■ Entries provided

__________________________________________________

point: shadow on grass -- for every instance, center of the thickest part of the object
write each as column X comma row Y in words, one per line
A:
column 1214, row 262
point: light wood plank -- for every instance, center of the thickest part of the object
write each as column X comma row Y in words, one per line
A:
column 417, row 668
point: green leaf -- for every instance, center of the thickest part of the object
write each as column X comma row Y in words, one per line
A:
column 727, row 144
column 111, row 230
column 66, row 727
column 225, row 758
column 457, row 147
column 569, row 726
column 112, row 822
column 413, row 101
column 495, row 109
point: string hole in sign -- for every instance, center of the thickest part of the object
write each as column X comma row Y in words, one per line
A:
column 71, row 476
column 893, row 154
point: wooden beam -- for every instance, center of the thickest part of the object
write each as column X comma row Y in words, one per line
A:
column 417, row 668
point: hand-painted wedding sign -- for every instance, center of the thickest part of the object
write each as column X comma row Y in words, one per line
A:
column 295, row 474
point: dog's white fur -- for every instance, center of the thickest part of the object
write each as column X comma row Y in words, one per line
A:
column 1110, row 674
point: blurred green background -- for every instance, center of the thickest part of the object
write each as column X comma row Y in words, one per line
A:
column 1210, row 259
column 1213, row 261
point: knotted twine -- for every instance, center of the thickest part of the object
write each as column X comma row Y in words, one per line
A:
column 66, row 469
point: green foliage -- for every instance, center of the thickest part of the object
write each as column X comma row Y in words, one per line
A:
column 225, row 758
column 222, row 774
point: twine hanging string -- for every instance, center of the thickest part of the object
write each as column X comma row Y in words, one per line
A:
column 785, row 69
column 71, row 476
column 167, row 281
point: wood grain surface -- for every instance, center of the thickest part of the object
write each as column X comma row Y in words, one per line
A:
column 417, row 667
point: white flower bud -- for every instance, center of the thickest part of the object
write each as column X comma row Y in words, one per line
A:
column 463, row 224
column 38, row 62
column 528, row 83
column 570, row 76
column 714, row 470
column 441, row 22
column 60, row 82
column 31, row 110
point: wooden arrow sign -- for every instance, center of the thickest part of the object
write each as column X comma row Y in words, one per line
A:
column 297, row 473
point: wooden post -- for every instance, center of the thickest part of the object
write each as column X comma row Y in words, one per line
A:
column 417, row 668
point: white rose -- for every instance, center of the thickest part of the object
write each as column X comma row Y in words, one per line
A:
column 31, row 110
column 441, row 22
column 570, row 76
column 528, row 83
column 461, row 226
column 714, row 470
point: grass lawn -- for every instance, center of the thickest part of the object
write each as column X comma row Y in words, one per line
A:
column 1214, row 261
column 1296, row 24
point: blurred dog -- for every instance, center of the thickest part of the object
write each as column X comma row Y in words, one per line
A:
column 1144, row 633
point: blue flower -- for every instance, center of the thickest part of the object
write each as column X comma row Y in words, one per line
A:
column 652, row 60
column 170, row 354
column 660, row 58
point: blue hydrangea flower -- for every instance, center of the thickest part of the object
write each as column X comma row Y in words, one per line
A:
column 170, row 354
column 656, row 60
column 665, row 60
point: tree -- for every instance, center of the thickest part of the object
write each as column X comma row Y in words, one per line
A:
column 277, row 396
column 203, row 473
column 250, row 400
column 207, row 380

__________________________________________________

■ Exercise directions
State how many lines in the listing above contain "sign". Nothing else is needed.

■ Finished task
3